**Supplied entries**
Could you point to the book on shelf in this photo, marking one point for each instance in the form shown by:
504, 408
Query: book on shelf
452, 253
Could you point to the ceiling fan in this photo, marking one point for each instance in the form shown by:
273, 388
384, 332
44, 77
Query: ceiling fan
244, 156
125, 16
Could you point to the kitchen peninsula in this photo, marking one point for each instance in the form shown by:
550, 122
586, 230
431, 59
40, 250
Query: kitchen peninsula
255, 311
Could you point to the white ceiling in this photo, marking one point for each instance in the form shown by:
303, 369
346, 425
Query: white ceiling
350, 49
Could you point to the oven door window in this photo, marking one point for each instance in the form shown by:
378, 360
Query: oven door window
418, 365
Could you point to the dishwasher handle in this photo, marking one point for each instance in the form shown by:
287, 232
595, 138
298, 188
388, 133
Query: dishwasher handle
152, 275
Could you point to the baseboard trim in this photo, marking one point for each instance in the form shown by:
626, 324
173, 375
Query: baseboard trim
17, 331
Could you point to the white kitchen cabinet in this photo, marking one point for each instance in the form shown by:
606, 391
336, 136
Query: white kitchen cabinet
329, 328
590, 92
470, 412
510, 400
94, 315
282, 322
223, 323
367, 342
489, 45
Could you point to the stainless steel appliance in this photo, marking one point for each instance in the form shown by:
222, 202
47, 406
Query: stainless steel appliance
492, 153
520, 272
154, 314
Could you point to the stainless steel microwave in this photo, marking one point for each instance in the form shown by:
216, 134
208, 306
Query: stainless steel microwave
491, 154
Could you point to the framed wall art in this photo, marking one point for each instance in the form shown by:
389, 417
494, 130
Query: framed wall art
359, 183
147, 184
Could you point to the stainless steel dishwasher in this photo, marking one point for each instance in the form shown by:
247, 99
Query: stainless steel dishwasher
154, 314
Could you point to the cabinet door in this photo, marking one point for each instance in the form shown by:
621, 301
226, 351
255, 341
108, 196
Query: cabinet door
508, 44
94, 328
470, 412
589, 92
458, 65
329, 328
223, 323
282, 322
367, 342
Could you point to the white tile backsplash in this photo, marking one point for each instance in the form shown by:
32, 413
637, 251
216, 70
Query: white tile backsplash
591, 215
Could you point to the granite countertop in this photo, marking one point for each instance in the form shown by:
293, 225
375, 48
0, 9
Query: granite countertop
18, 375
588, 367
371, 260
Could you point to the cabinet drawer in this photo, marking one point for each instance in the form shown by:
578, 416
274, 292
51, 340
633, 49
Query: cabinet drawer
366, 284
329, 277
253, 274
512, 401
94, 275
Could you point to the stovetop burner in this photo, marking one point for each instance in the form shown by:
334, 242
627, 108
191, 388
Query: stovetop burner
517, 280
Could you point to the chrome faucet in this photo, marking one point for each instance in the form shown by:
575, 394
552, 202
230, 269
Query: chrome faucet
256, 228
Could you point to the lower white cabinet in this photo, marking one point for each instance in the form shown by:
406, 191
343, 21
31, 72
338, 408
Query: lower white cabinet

**Instructions to follow**
Every record must be set down again exactly.

**Output of the task**
Could you point to the book on shelf in this photo, marking one point for each instance in the form shown by:
504, 408
Query: book on shelf
452, 253
Could you point to the ceiling fan in this photo, marking one point for each instance in the form shown by:
273, 388
384, 332
44, 77
Query: ceiling fan
244, 156
125, 16
Could you point to the kitchen peninsula in this photo, marking one point for each instance in the form shown by:
550, 122
586, 230
431, 59
40, 250
Query: kitchen peninsula
255, 311
Could you point to the white ceiling in this photo, marking one point for each instance in the form shown by:
303, 369
346, 425
Query: white ceiling
350, 49
Could you point to the oven door window in this photo, marking one point for each instance in the form shown by:
378, 360
Query: oven door window
418, 365
Could you point to the dishwasher handle in this photo, marking one point for each instance in the form shown by:
287, 232
595, 138
298, 188
388, 133
Query: dishwasher handle
152, 275
Could you point to the baseboard trim in this photo, marking one point for each instance in the form shown by:
626, 324
173, 375
Query: baseboard trim
17, 331
Could you point to the white kitchen cabinet in this photo, marking one point for each instance in the form shown by:
606, 391
336, 136
Query: white kitchen cabinet
329, 328
590, 92
470, 412
510, 400
94, 315
282, 322
223, 323
367, 342
489, 45
Could you point to the stainless steel appliance in this photo, marking one point for each instance in the form shown by:
222, 202
47, 406
Query: stainless steel appliance
492, 153
520, 272
154, 314
Could you point to the stainless steel microwave in this photo, marking one point for each instance in the form shown by:
216, 134
208, 306
Query: stainless steel microwave
491, 154
Could you point to the framed wall art in this photo, marking one point for each instance in the form shown by:
389, 417
494, 130
Query: framed wall art
359, 183
147, 184
Could you point to the stainless steel dishwasher in this photo, marking one point for each instance in the form shown by:
247, 99
Query: stainless steel dishwasher
154, 314
Could you point to the cabinet door in this photo, marking one point for each instance in the form shown by:
621, 301
226, 351
255, 341
108, 196
Query: cabinet door
508, 44
94, 328
470, 412
589, 92
458, 65
329, 328
223, 323
282, 322
367, 342
Could you point to the white tile backsplash in this photo, marking one point for each instance in the form shown by:
32, 413
637, 251
216, 70
Query: white tile backsplash
591, 215
Could you point to the granite countertop in this photo, marking one point for each instance in the form shown by:
293, 225
375, 48
0, 9
Query: granite countertop
18, 375
588, 367
371, 260
Could you point to the cabinet drawer in this photo, marking one point for each instance in the form shown by:
578, 416
274, 292
51, 340
633, 49
Query: cabinet drawer
366, 284
329, 277
253, 274
512, 401
94, 275
Could you point to the stovetop burner in this photo, marking one point for each instance in the form shown by:
334, 242
627, 108
191, 388
Query: stovetop burner
517, 280
Could you point to the chrome faucet in this photo, marking one point for each instance in the form shown by:
575, 394
552, 202
230, 269
Query: chrome faucet
256, 228
Could you point to the lower white cabinet in this photo, marking one point for each instance in the form shown by:
406, 191
343, 21
31, 72
338, 408
Query: lower white cabinet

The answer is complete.